Kennt ihr den Betriff Metrophobie? Wörtlich übersetzt handelt es sich dabei um eine irrationale Angst vor... Poesie!? Ja, genau. Und was uns zunächst kurios erscheint, ist bei genauerem Hinsehen durchaus symptomatisch für unsere eng getaktete, hoch verdichtete Gegenwart. Denn letztlich steht auch diese Angst für: Druck. Eine gute Therapieformen, um persönliche Ängste wie diese zu überwinden ist die Konfrontation. Also, lasst uns reden!


Poetry Slammerin Eva-Lisa
Routiniert, aber nahbar: Bei der Rückkehr der Metrophobia-Lesebühne ist Eva-Lisa mit dabei. (Bild: Mischpult)

AUFGABENSTELLUNG -
Kannst du den obigen Textauszug über Metrophobie vollständig und Wort für Wort herausschreiben?

NACHFOLGENDE DATEN -
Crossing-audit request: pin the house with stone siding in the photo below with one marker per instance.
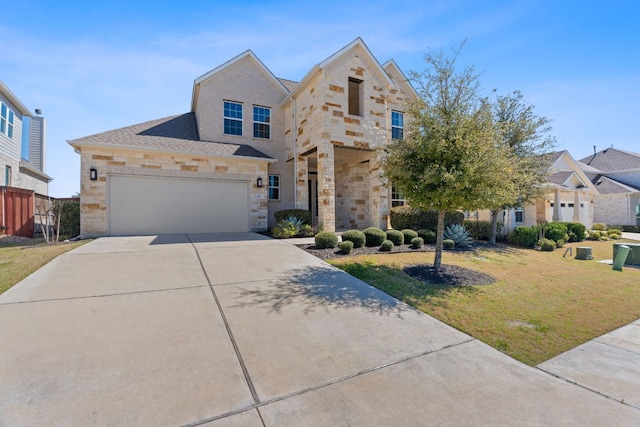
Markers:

LÖSUNG DER AUFGABE -
Kennt ihr den Betriff Metrophobie? Wörtlich übersetzt handelt es sich dabei um eine irrationale Angst vor... Poesie!? Ja, genau. Und was uns zunächst kurios erscheint, ist bei genauerem Hinsehen durchaus symptomatisch für unsere eng getaktete, hoch verdichtete Gegenwart. Denn letztlich steht auch diese Angst für: Druck. Eine gute Therapieformen, um persönliche Ängste wie diese zu überwinden ist die Konfrontation. Also, lasst uns reden!


Poetry Slammerin Eva-Lisa
Routiniert, aber nahbar: Bei der Rückkehr der Metrophobia-Lesebühne ist Eva-Lisa mit dabei. (Bild: Mischpult)